Assignment:
Type the entries again, word for word.

Source material:

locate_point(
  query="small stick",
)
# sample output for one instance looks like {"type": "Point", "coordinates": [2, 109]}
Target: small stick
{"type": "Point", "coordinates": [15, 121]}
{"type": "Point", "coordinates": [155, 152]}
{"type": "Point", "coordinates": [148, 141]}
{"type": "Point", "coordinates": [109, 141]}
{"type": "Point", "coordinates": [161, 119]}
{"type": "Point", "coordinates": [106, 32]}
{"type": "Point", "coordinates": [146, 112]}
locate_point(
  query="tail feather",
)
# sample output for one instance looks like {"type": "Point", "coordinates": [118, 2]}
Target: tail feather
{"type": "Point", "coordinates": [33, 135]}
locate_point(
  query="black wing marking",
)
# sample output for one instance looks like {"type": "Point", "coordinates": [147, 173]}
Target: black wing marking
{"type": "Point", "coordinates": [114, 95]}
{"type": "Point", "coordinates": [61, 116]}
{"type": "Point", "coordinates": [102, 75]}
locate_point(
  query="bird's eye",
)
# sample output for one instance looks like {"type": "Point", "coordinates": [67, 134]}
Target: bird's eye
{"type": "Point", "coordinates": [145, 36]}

Exercise output:
locate_point(
  query="small stick",
)
# sample output for one instance looks like {"type": "Point", "coordinates": [2, 109]}
Target: small stick
{"type": "Point", "coordinates": [15, 121]}
{"type": "Point", "coordinates": [155, 152]}
{"type": "Point", "coordinates": [148, 141]}
{"type": "Point", "coordinates": [109, 141]}
{"type": "Point", "coordinates": [161, 119]}
{"type": "Point", "coordinates": [106, 32]}
{"type": "Point", "coordinates": [146, 112]}
locate_point(
  query="tail feather",
)
# sample output for one instance looks like {"type": "Point", "coordinates": [118, 2]}
Target: tail feather
{"type": "Point", "coordinates": [33, 135]}
locate_point(
  query="black wing marking",
)
# sample output for one instance looks like {"type": "Point", "coordinates": [147, 173]}
Target: black wing marking
{"type": "Point", "coordinates": [114, 95]}
{"type": "Point", "coordinates": [61, 116]}
{"type": "Point", "coordinates": [102, 75]}
locate_point(
  query="bird's eye",
)
# sample output for one instance looks like {"type": "Point", "coordinates": [67, 134]}
Target: bird's eye
{"type": "Point", "coordinates": [145, 36]}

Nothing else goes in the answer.